(Excerpts from a point labeling dataset)
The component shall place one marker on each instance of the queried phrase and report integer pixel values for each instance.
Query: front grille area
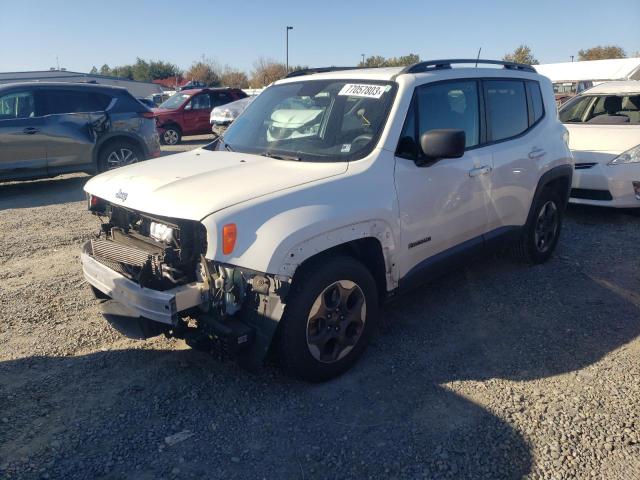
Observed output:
(589, 194)
(585, 165)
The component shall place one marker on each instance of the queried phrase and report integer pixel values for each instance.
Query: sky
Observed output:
(82, 34)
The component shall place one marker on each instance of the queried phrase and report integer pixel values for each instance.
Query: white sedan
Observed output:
(604, 129)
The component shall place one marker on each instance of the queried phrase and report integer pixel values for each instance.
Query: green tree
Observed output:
(206, 71)
(523, 55)
(601, 52)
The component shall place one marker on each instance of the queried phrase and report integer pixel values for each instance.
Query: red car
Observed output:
(187, 112)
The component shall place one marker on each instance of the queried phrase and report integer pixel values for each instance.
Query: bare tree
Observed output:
(602, 52)
(522, 54)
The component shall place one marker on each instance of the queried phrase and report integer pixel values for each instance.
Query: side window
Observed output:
(443, 105)
(201, 101)
(67, 101)
(573, 111)
(536, 107)
(17, 105)
(221, 98)
(449, 105)
(506, 105)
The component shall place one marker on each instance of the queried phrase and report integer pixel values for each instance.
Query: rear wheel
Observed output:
(542, 232)
(118, 154)
(328, 320)
(171, 135)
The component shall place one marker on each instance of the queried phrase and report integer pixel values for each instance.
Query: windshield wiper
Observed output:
(281, 157)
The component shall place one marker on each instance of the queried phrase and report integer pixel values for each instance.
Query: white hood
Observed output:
(194, 184)
(601, 143)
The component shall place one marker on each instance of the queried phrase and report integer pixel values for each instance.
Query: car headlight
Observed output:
(630, 156)
(161, 232)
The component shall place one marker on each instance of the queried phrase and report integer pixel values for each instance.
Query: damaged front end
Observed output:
(154, 278)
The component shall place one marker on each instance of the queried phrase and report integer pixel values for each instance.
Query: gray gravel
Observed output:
(496, 371)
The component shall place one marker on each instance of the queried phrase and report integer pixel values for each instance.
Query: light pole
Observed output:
(288, 28)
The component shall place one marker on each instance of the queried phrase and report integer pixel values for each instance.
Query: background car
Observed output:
(221, 117)
(604, 135)
(47, 129)
(187, 112)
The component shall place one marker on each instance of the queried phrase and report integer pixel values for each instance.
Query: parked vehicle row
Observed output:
(47, 129)
(188, 111)
(333, 192)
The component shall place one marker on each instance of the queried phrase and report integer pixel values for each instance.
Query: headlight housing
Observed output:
(161, 232)
(630, 156)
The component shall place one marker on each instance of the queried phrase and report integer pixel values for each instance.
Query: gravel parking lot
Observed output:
(496, 371)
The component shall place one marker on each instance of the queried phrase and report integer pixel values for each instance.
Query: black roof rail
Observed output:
(310, 71)
(446, 64)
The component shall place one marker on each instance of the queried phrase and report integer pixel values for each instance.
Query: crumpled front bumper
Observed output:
(160, 306)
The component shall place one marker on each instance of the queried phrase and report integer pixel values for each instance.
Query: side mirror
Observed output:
(444, 143)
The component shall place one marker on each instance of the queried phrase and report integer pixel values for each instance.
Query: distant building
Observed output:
(137, 89)
(596, 71)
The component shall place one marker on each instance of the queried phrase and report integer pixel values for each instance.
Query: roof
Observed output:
(75, 86)
(598, 70)
(630, 86)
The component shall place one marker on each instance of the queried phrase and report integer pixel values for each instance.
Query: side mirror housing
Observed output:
(442, 143)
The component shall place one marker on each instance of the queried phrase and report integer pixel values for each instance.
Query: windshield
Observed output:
(314, 120)
(602, 109)
(174, 101)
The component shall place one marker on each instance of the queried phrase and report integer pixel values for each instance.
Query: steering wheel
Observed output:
(366, 137)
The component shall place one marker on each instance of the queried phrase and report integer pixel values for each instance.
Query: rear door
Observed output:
(22, 144)
(196, 114)
(71, 123)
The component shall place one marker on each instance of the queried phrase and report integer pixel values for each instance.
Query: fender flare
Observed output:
(560, 171)
(377, 229)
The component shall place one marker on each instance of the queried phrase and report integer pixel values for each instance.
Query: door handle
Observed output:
(536, 153)
(483, 170)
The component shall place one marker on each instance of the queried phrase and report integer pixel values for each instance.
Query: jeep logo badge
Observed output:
(122, 195)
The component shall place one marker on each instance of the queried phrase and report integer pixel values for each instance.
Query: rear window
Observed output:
(602, 110)
(506, 108)
(69, 101)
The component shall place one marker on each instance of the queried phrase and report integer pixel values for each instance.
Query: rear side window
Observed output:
(17, 105)
(507, 113)
(68, 101)
(536, 108)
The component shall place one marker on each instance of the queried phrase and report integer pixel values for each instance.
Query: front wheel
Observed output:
(542, 232)
(328, 319)
(171, 136)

### AIM
Extract every line above that contains the string "window", treating uppercase and lowercase as different.

### OUTPUT OF THE TASK
Query: side window
Query: rear window
Query: rear side window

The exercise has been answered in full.